What is expected
Every record below is to be retyped exactly.

Provided records
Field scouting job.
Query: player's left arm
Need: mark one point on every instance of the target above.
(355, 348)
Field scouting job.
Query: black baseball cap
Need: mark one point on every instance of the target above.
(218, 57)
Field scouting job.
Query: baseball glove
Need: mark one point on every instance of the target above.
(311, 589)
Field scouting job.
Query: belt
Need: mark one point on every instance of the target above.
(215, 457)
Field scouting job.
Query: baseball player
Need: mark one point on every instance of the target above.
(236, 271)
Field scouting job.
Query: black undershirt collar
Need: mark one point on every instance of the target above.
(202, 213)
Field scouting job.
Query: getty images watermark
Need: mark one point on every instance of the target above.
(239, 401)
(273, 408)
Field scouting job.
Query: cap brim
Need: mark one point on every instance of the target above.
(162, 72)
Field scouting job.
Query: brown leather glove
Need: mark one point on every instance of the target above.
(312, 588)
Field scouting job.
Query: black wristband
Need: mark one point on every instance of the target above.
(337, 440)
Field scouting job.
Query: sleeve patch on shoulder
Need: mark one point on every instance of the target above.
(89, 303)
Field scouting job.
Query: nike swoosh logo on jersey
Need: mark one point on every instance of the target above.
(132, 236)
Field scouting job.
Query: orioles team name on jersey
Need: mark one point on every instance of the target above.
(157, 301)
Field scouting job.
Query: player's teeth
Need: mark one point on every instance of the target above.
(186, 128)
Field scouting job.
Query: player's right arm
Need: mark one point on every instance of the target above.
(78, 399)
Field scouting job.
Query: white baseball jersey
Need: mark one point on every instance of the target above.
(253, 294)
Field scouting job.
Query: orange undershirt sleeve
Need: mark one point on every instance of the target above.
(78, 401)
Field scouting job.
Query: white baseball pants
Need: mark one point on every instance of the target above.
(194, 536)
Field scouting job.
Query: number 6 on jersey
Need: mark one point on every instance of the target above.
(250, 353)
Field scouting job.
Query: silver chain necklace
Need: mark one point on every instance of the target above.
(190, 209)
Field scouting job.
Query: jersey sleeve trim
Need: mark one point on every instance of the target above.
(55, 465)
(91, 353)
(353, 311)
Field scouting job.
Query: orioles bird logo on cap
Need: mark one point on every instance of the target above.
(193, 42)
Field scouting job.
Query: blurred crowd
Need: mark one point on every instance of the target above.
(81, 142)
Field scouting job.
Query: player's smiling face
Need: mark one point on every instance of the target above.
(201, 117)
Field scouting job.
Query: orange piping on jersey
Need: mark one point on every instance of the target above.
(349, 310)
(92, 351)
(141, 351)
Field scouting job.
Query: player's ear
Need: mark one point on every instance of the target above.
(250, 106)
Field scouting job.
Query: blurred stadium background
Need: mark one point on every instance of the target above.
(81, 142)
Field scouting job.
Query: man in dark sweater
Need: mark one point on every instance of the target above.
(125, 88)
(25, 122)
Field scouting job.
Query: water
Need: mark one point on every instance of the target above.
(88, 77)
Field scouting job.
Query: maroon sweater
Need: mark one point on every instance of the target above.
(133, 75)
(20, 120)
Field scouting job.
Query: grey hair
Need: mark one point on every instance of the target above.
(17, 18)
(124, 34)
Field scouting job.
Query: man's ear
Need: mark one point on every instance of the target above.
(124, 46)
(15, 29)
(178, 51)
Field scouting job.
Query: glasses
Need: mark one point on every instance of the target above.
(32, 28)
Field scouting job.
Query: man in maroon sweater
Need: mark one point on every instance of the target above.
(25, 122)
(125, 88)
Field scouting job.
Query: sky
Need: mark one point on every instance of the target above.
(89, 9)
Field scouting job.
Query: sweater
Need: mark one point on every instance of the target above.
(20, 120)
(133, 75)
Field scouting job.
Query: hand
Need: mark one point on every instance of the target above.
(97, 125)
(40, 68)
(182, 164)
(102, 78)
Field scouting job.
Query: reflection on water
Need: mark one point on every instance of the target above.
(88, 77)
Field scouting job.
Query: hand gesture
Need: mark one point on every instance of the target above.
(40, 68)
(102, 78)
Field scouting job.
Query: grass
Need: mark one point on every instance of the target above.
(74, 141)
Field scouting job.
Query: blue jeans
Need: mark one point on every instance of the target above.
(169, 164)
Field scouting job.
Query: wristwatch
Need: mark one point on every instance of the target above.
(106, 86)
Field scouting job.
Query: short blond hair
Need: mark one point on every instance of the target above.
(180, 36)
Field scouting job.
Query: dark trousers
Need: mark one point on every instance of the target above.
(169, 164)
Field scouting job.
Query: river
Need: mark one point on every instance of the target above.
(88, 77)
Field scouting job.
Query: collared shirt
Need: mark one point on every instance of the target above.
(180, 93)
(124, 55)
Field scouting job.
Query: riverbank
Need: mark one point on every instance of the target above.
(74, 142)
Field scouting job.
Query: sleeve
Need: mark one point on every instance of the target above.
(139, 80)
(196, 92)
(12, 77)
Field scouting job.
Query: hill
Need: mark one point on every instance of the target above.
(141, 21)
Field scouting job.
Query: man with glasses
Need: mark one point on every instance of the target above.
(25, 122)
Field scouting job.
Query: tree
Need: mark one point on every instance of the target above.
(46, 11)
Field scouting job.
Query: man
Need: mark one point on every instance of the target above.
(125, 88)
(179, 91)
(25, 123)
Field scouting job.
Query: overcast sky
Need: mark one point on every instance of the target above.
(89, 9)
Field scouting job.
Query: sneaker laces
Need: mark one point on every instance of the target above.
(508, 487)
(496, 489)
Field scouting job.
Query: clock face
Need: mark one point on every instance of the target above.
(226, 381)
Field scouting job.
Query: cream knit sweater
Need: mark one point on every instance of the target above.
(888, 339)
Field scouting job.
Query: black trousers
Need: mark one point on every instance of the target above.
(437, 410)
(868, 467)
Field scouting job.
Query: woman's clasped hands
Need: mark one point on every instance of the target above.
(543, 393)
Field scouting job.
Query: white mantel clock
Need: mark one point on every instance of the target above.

Response
Field scouting job.
Query: player's left arm
Need: mark one point on every instance of the target above.
(355, 348)
Field scouting job.
Query: black baseball cap
Need: mark one point on every instance of the target above.
(218, 57)
Field scouting job.
Query: baseball glove
Need: mark one point on every instance of the target above.
(311, 589)
Field scouting job.
Query: belt
Need: mark one point on every instance of the target above.
(215, 457)
Field scouting job.
Query: baseball player
Need: mark one point on every instance of the target above.
(236, 271)
Field scouting job.
Query: black undershirt collar
Need: mark one point on every instance of the target above.
(202, 213)
Field scouting job.
Query: getty images watermark
Need: mark one point on every instance of the target above.
(239, 401)
(273, 408)
Field scouting job.
Query: cap brim
Need: mark one point on every instance of the target above.
(162, 72)
Field scouting job.
Query: brown leather glove
Need: mark one point on every instance of the target above.
(312, 588)
Field scouting job.
Query: black wristband
Need: mark one point on every instance of the target above.
(337, 440)
Field scouting job.
Query: sleeve patch on shoulder
Need: mark one point on every instance of the target above.
(89, 303)
Field scouting job.
Query: nike swoosh logo on jersey
Need: mark one point on every instance of the target above.
(132, 236)
Field scouting job.
Query: orioles team name on jersey
Need: mark one point on every instance of the target above.
(157, 301)
Field scouting job.
Query: player's teeth
Need: mark one point on every instance of the target above.
(186, 128)
Field scouting job.
Query: player's right arm
Need: mark one point on every instance of the target above.
(78, 399)
Field scouting job.
Query: white baseball jersey
Need: mark one point on every instance of the target above.
(253, 294)
Field scouting job.
Query: orange undershirt sleeve
Need: mark one point on every instance of the target above.
(78, 401)
Field scouting job.
Query: white baseball pants
Need: mark one point on every instance of the target above.
(194, 536)
Field scouting job.
Query: number 6 on jersey
Need: mark one point on every instance of the target above.
(250, 353)
Field scouting job.
Query: silver chain necklace
Need: mark one point on every instance of the target above.
(190, 209)
Field scouting job.
Query: jersey sleeve trim
Need: mark one point on every instance of the target above.
(55, 465)
(91, 353)
(353, 311)
Field scouting job.
Query: orioles bird logo on cap
Need: mark one point on every instance of the target above.
(193, 42)
Field scouting job.
Query: blurred crowd
Need: mark one point on every instance of the target above.
(81, 142)
Field scouting job.
Query: player's smiling face
Need: mark one point on every instance of the target above.
(201, 117)
Field scouting job.
Query: orange piping on jersey
Need: mark one point on every instance of the target above.
(349, 310)
(92, 351)
(141, 351)
Field scouting job.
Query: player's ear
Need: mark one point on every instance of the target above.
(250, 106)
Field scouting job.
Query: blurred stadium background
Need: mark one point on every instance of the target above.
(81, 142)
Field scouting job.
Query: man in dark sweater
Need: mark one point on every instance of the target above.
(125, 88)
(25, 122)
Field scouting job.
Query: water
Need: mark one point on every instance of the target above.
(88, 77)
Field scouting job.
Query: maroon sweater
Need: mark one point on every instance of the target above.
(133, 75)
(20, 120)
Field scouting job.
Query: grey hair
Need: mark one point on every instance of the target above.
(17, 18)
(124, 34)
Field scouting job.
Query: man's ear
Need: mark one point on every instance of the target above.
(124, 46)
(15, 29)
(178, 51)
Field scouting job.
Query: glasses
Need: mark one point on every instance of the target above.
(32, 28)
Field scouting job.
Query: man in maroon sweater
Need: mark one point on every instance of the target above.
(25, 122)
(125, 88)
Field scouting job.
Query: sky
Need: mark one point on every instance of the target above.
(89, 9)
Field scouting job.
Query: sweater
Need: mark one point on every instance of the target above.
(20, 120)
(133, 75)
Field scouting job.
Query: hand
Need: mark one point on every instance of the target above.
(97, 125)
(40, 68)
(182, 164)
(102, 78)
Field scouting job.
Query: reflection on water
Need: mark one point on every instance of the target above.
(88, 77)
Field scouting job.
Query: hand gesture
Need: mark one point on every instance of the target above.
(40, 68)
(102, 78)
Field scouting job.
Query: grass
Need: mark one point on every instance of the target above.
(74, 141)
Field scouting job.
Query: blue jeans
Need: mark one point on every instance of the target above.
(169, 164)
Field scouting job.
Query: wristwatch
Need: mark one point on every instance of the target above.
(106, 86)
Field scouting job.
Query: short blond hair
Need: mark one point on every instance of the target above.
(180, 36)
Field scouting job.
Query: dark trousers
Need: mark one point on every instance of the target above.
(169, 164)
Field scouting job.
Query: river
Need: mark one point on every instance of the target above.
(88, 77)
Field scouting job.
Query: collared shirt
Need: mark one point on every instance of the target above.
(180, 93)
(124, 55)
Field scouting job.
Query: riverbank
Need: mark one point on every instance of the target above.
(74, 142)
Field scouting job.
Query: sleeve
Need: mark one point on every instance of the target above.
(139, 80)
(196, 92)
(12, 77)
Field scouting job.
Query: hill
Need: mark one point on every instance of the target above.
(141, 21)
Field scouting job.
Query: man with glasses
Need: mark one point on every instance of the target above.
(25, 122)
Field scouting job.
Query: tree
Need: mark one point on every instance of the target above.
(46, 11)
Field scouting job.
Query: man
Need: mark one point on every instance of the target above.
(125, 88)
(179, 91)
(25, 123)
Field scouting job.
Query: overcast sky
Need: mark one point on every instance of the target above.
(89, 9)
Field scouting job.
Query: sneaker laces
Need: mark one point on every instance of the target above.
(508, 487)
(496, 489)
Field scouting job.
Query: clock face
Need: mark one point on every instance of the target above.
(226, 381)
Field scouting job.
Query: cream knit sweater
Need: mark one point on every instance of the target above.
(888, 339)
Field scouting job.
Query: black trousers
Need: mark one point on every instance of the target above.
(437, 410)
(868, 467)
Field scouting job.
Query: woman's clasped hands
Need: mark one point on every instance of the target above.
(543, 393)
Field scouting job.
Query: white mantel clock
Need: mark one point on every instance of the target above.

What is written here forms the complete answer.